§ Direction A: In the post about the server downtime, what part of the remote KVM viewer was grayed out?
§ Direction B: Carry on writing the post about the server downtime, picking up right after its last line.

§ Selection:
___

Thursday, May 3, 2018

Downtime

A few days ago I had an interesting case of a server downtime. The server is just a playground for developers, so no big deal. But still, lessons learned.

The reports came almost simultaneously from developers and from the monitoring system, "cannot connect". And indeed, the server was not pingable. Someone else's server, with IP equal to the IP of our server with the last octet increased by 2, was pingable, so I concluded it was not a network problem.

Next reaction: look at the server's screen, using remote KVM provided by the hoster. Kernel panic! OK, need to screenshot it (done) and reboot the server. Except that the Power Control submenu in the viewer is grayed out, so I can't. And a few months ago, when we needed a similar kind of reset, it was there.

OK, so I created a ticket for resetting the server manually. And I had to remind them that the remote reboot functionality is supposed to work. Here is the hoster's reply (PDU = power distribution unit):

Dear Alexander,

Upon checking on the PDU, the PDU is refusing connection.

___

§ Rows:
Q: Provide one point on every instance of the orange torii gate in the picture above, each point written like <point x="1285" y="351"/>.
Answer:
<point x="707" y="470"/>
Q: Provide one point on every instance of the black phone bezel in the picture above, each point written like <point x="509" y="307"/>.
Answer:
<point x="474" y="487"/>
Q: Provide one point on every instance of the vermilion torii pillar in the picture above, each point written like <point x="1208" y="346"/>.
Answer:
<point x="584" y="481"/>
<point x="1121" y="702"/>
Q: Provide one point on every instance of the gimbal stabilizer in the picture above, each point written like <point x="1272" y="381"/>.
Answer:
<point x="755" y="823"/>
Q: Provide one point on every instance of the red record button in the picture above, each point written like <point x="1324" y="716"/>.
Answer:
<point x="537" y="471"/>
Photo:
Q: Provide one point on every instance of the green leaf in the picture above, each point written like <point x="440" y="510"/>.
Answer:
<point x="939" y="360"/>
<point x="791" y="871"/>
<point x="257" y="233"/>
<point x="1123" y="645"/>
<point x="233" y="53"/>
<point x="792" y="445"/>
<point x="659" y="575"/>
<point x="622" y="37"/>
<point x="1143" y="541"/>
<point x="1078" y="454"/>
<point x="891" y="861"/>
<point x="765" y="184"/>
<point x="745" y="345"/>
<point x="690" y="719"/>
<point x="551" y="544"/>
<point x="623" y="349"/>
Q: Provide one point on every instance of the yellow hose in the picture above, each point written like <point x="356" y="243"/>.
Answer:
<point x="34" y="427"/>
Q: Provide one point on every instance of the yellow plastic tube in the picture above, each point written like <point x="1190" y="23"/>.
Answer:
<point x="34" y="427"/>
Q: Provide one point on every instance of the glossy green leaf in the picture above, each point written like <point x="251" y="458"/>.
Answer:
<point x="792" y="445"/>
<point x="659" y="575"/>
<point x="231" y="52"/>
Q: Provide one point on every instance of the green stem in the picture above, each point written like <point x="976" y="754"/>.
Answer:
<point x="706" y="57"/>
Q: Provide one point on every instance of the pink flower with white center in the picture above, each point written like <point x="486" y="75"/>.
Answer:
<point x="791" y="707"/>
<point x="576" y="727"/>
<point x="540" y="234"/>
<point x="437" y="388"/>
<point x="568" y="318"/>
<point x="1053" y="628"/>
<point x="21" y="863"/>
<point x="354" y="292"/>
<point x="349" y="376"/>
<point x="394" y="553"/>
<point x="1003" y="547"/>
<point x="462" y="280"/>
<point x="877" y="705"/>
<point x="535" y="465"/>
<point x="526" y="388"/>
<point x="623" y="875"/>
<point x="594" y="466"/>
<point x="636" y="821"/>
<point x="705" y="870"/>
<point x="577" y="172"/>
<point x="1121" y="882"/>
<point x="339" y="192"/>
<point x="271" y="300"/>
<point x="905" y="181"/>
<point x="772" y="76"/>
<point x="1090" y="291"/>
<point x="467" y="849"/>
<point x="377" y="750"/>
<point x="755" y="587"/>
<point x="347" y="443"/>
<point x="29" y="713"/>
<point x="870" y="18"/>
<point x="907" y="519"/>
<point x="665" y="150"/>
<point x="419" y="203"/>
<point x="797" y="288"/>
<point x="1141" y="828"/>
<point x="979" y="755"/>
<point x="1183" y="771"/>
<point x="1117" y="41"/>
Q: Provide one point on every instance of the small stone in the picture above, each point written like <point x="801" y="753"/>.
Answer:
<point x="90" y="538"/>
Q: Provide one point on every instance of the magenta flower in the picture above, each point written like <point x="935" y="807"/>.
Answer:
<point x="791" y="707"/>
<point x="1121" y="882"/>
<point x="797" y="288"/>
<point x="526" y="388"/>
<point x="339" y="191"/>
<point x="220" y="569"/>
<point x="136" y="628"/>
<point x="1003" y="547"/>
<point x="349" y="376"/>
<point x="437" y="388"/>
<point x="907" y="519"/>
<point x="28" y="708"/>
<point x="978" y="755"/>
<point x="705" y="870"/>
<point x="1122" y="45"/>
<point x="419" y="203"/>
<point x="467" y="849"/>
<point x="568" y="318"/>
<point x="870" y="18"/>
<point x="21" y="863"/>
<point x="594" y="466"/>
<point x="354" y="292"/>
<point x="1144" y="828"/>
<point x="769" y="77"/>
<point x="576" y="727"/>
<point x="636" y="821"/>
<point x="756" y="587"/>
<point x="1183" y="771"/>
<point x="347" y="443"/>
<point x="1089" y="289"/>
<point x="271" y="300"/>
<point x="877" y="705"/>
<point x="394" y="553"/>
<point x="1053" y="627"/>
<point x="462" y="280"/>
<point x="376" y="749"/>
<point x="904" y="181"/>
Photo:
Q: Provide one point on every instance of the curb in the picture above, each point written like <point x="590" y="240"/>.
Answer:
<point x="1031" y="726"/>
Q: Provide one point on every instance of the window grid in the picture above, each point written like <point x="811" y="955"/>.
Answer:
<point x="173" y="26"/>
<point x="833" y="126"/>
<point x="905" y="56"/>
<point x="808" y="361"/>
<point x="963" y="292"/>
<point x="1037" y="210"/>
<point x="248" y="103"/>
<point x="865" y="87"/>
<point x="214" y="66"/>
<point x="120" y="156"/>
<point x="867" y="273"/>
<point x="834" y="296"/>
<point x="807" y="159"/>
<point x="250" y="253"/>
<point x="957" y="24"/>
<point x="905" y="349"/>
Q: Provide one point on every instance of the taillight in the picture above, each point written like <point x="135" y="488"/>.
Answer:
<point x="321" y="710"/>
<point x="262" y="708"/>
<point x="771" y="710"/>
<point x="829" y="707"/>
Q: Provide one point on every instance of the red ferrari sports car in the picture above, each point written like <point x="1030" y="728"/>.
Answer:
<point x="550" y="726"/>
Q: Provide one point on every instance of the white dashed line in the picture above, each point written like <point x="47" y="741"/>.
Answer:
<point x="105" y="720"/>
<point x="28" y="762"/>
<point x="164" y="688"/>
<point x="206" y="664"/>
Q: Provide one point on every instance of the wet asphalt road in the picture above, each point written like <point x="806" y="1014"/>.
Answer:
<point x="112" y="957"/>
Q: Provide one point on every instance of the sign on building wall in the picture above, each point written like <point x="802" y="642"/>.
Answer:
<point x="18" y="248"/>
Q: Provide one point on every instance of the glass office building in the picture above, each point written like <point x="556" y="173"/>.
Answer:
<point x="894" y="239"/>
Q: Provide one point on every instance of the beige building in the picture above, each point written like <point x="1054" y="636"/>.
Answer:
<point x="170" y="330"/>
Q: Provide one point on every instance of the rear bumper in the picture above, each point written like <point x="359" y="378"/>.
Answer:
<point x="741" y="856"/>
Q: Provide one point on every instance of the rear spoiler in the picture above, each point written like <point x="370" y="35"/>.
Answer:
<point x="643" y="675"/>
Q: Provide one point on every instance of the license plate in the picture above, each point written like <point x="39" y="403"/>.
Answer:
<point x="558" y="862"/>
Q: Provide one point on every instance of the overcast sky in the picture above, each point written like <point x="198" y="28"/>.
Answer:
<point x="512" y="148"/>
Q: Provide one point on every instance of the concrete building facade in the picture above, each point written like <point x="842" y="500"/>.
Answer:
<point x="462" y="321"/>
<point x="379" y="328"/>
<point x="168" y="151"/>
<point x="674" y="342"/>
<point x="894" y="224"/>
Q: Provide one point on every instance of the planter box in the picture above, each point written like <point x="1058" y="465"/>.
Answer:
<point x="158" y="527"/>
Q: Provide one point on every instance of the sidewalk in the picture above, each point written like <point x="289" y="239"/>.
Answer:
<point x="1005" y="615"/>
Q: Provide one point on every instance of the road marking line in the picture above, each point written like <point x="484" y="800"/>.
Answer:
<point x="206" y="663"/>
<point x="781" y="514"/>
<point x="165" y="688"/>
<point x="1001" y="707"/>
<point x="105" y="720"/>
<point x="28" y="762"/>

___

§ Expected output A: The Power Control submenu.

§ Expected output B:
We'll arrange a PDU replacement the soonest possible.

We apologise for the inconvenience caused.

Everybody reading this post, now, please check that you don't fall into the same trap. Run your iKVM viewer against each of your server that it can connect to, and check that it runs, and that the menu item to reset the server still exists. Create a calendar reminder to periodically recheck it.

And maybe append "panic=10" to your linux kernel command line, so that manual intervention is not needed next time.